Escrever para não pirar

Ao escrever, de certo modo, responsabilizo-me pelas futuras interpretações que as palavras irão causar nas pessoas. Mas ao mesmo tempo eu não planejo nada. Deixo-me ser levada pelos pensamentos e pela surpresa do que virá na frase seguinte. Deixo meus dedos digitarem os pensamentos e sou guiada pelo coração. As coisas vão acontecendo à medida em que as primeiras palavras são escritas. Tudo muito natural como uma dança sem coreografia. Tudo é movimento e só faz sentido aqui dentro. É como um tecido que vai sendo construído aos poucos.

Ao sentir-me responsável de certo modo, muitas vezes, o lado criativo fica engavetado. Percebo que o lado sombra sempre é deixado de lado. Ele precisa ficar lá para não afugentar as pessoas e para que eu não perca o foco. Talvez porque meu lado iluminado prevaleça. Ao menos na maior parte dos dias. Porém, a escrita e a dança, são momentos aonde existe a possibilidade de ser eu mesma, além de permitir a loucura de expressar meus sentimentos. Quando eu digo, muitas vezes me perco. Quando eu escrevo ou quando eu danço, eu me encontro. A arte em geral, é minha válvula de escape.

────────────────────

▸ Requisitos do exercício:
A – Reproduza do texto sobre a escrita o trecho que vai de "Ao escrever, de" até "construído aos poucos.", incluindo essas palavras.
B – No texto sobre a escrita, o que é chamado de válvula de escape?
C – Retome o texto sobre a escrita a partir do ponto em que ele termina.

▸ Entradas de apontar e rotular:
────────────────────

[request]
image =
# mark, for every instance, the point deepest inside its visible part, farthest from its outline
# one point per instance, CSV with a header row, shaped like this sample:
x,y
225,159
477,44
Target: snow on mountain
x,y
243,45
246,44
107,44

────────────────────

▸ Respostas das tarefas:
A –
Ao escrever, de certo modo, responsabilizo-me pelas futuras interpretações que as palavras irão causar nas pessoas. Mas ao mesmo tempo eu não planejo nada. Deixo-me ser levada pelos pensamentos e pela surpresa do que virá na frase seguinte. Deixo meus dedos digitarem os pensamentos e sou guiada pelo coração. As coisas vão acontecendo à medida em que as primeiras palavras são escritas. Tudo muito natural como uma dança sem coreografia. Tudo é movimento e só faz sentido aqui dentro. É como um tecido que vai sendo construído aos poucos.

B – A arte em geral.

C –
Ao escrever, ao mesmo tempo que preocupo-me em ser sincera, sei que a "verdade" tem várias dimensões. Sei que cada um possui um olhar diante de algo e que as pessoas podem receber o que escrevo de maneira distinta.

Ao mesmo tempo, quando escrevo, é muito mais na tentativa de me conhecer e de colocar meus pensamentos no papel de maneira mais visível e mais "palpável". Posso me contradizer, mas ao mesmo tempo em que busco a liberdade de escrever tudo o que sinto e que desejo, sei que existe o medo do julgamento e o peso da responsabilidade. Transmitir para o papel o que está na mente e no coração é como ficar nu diante do público. Nunca gostei que lessem minhas coisas e as guardava para mim. Porém, hoje sinto necessidade de compartilhar no intuito de encorajar outras pessoas.

Geralmente escrevo sobre fragmentos de lembranças que possuo sobre situações, misturados a minha visão de mundo. Qualquer um pode fazer isso mas para mim é muito prazeroso. A cada palavra, um alívio, um desabafo, uma cura. Eu preciso escrever para sentir-me completa.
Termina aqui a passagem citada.